Work request A => Which vessel does the circulatory system passage identify as the only arterial vessel that carries deoxygenated blood?
Work request B => Reproduce verbatim the stretch of the circulatory system passage from "The circulatory system is" through "known as blood.".
Work request C => Carry the circulatory system passage forward from the point at which it ends.

The circulatory system is a complex network of muscular and elastic tubes, called vessels, that connect all of the tissues to a central pump - the heart. Life is dependent on nutrients and oxygen getting to each and every tissue and cell within the human body. The circulatory system, also known as the cardiovascular system, is responsible for carrying out this necessary process. Oxygen and carbon dioxide are exchanged when blood passes through the lungs, and other wastes are removed when blood passes through the kidneys.
What is Blood?
Red blood cells contain a molecule called hemoglobin that can bind to and carry oxygen through the blood vessels. The red blood cells are mixed with plasma, which contains nutrients and water, and white blood cells and other immune system components as they circulate through the blood vessels. Together, this mixture is known as blood.
Large Blood Vessels
The larger blood vessels are named according to the direction in they carry blood, either to the heart or away from the heart. Arteries carry blood away from the heart (a way to remember it is "A" for artery and "A" for away). Blood pumped out of the heart to the body is oxygenated and travels through the largest blood vessel, the aorta. From the heart to the lungs, the blood travels through the pulmonary artery, the only arterial vessel to carry deoxygenated blood. Veins carry blood to the heart. From the body, deoxygenated blood enters the heart through the largest veins, the inferior and superior vena cava. From the lungs, oxygenated blood travels through the pulmonary vein, the only vein to carry oxygenated blood.
Blood vessels vary in size and are made of different tissue depending on their proximity to the heart. The smallest blood vessels are found in the tissues and act as a doorway between the arteries and veins. These vessels are wide enough to allow the passage of a single red blood cell and are called capillaries. The tissue surrounding a capillary, called the capillary bed, is where gas, oxygen, and nutrient exchange occurs between the blood and tissues. A red blood cell carrying oxygen will exchange the molecule as it passes through the capillary, and then it will enter the venous system to return to the heart, where it passes again through the lungs to receive an oxygen molecule and begin its journey again.

(Image point grounding data)
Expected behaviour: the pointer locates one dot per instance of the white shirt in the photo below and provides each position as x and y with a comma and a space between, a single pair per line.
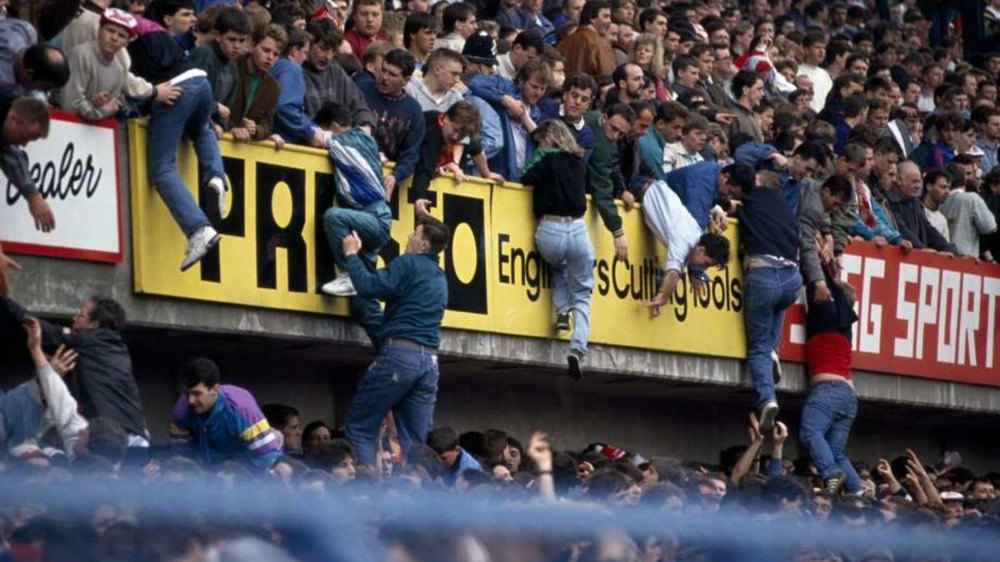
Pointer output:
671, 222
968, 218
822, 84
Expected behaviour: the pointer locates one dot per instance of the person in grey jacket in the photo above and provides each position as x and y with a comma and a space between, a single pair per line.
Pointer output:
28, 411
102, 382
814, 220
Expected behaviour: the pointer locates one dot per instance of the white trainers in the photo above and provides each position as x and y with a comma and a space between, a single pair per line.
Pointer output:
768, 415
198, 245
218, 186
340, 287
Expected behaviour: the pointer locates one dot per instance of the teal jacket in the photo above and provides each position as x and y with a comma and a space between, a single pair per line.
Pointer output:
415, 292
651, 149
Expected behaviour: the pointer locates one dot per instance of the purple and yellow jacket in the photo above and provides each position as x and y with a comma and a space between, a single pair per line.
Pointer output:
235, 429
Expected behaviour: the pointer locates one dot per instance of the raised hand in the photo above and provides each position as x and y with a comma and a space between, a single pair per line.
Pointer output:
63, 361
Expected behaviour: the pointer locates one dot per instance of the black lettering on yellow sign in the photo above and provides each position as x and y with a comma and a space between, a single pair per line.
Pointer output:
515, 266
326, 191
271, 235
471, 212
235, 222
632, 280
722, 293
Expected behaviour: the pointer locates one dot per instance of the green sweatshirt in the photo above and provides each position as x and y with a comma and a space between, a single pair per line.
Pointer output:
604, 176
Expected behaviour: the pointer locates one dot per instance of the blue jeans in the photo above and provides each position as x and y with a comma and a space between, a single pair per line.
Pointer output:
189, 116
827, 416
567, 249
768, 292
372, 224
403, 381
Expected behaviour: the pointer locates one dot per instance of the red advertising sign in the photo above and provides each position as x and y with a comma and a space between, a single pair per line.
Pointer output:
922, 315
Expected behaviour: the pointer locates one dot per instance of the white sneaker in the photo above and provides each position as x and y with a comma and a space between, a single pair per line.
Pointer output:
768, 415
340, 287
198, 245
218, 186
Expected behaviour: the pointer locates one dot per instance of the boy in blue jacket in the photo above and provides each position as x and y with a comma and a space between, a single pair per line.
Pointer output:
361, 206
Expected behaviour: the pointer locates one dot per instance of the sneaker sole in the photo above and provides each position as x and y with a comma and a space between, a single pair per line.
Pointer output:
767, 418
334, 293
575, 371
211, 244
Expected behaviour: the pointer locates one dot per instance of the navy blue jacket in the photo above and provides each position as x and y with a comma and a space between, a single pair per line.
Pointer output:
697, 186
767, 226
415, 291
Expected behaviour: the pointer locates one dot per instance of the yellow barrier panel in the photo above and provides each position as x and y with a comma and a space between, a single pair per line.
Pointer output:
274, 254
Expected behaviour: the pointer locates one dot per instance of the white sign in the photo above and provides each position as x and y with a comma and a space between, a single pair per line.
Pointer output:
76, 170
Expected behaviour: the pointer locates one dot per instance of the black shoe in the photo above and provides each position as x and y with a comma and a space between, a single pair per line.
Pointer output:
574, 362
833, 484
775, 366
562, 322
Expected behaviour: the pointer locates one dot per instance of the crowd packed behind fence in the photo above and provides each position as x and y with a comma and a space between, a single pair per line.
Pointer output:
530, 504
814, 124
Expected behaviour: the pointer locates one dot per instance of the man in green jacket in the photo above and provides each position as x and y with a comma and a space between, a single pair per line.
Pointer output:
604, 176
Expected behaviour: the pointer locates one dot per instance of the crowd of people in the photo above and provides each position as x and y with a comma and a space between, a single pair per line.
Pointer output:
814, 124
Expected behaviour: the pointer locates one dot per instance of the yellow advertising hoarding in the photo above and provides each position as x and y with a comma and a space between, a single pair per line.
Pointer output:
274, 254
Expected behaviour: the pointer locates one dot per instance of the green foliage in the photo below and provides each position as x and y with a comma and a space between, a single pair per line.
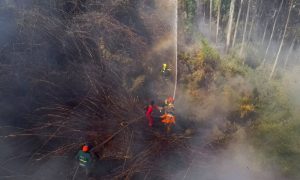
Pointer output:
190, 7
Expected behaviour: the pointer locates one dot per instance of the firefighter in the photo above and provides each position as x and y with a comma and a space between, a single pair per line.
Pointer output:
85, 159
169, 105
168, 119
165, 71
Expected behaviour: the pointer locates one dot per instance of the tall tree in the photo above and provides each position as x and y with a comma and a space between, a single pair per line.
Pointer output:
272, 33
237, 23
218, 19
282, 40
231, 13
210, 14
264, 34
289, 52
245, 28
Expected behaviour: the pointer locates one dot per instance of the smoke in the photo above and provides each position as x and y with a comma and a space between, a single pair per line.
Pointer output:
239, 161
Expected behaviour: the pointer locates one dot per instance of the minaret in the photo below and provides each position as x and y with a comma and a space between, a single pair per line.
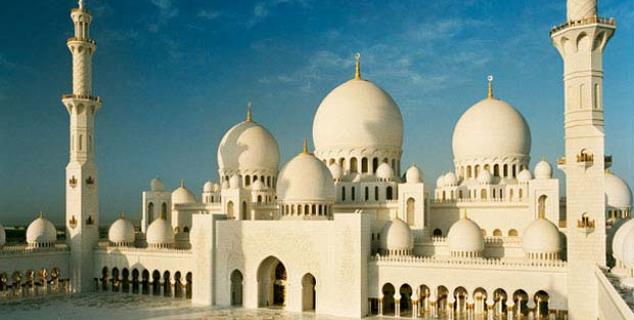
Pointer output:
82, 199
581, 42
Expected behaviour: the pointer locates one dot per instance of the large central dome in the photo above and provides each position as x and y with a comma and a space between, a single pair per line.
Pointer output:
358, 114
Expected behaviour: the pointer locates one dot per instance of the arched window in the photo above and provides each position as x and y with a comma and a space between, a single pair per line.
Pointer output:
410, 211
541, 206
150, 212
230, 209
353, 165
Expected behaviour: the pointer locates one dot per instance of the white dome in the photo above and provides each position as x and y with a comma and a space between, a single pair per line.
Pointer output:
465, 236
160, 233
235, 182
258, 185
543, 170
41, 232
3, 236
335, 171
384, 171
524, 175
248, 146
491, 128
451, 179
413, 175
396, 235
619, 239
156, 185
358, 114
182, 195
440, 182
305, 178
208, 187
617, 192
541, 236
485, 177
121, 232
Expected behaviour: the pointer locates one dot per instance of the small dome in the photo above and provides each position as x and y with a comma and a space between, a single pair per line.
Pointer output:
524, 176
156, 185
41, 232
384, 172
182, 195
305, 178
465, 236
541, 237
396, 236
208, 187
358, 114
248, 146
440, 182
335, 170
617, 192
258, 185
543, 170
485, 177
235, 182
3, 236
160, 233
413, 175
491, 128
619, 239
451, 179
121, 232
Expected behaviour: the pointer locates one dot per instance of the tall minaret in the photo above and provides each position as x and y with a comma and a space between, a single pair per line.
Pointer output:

Output A => The pulmonary artery.

Output B =>
The circulatory system is a complex network of muscular and elastic tubes, called vessels, that connect all of the tissues to a central pump - the heart. Life is dependent on nutrients and oxygen getting to each and every tissue and cell within the human body. The circulatory system, also known as the cardiovascular system, is responsible for carrying out this necessary process. Oxygen and carbon dioxide are exchanged when blood passes through the lungs, and other wastes are removed when blood passes through the kidneys.
What is Blood?
Red blood cells contain a molecule called hemoglobin that can bind to and carry oxygen through the blood vessels. The red blood cells are mixed with plasma, which contains nutrients and water, and white blood cells and other immune system components as they circulate through the blood vessels. Together, this mixture is known as blood.

Output C =>
Types of Arteries
There are three main types of arteries: elastic (large), muscular (medium), and arterioles (small). As the names imply, elastic arteries are the largest vessels and include the aorta and pulmonary artery. They expand when blood is pumped out of the heart and the resistance to relax pushes the blood out into the muscular arterial branches. The muscular arteries have a layer of smooth muscle that contracts to pump the blood into the peripheral system. This type of artery includes the aortic branches, such as the coronary and renal arteries.
The small arteries and arterioles feed into the tissues and organs. They are also made of smooth muscle to regulate pressure and flow. However, these are the most influential type of blood vessel because their size and placement in the system determine blood flow into the capillary beds. This, in turn, controls the exchange of gases and nutrients in the tissues.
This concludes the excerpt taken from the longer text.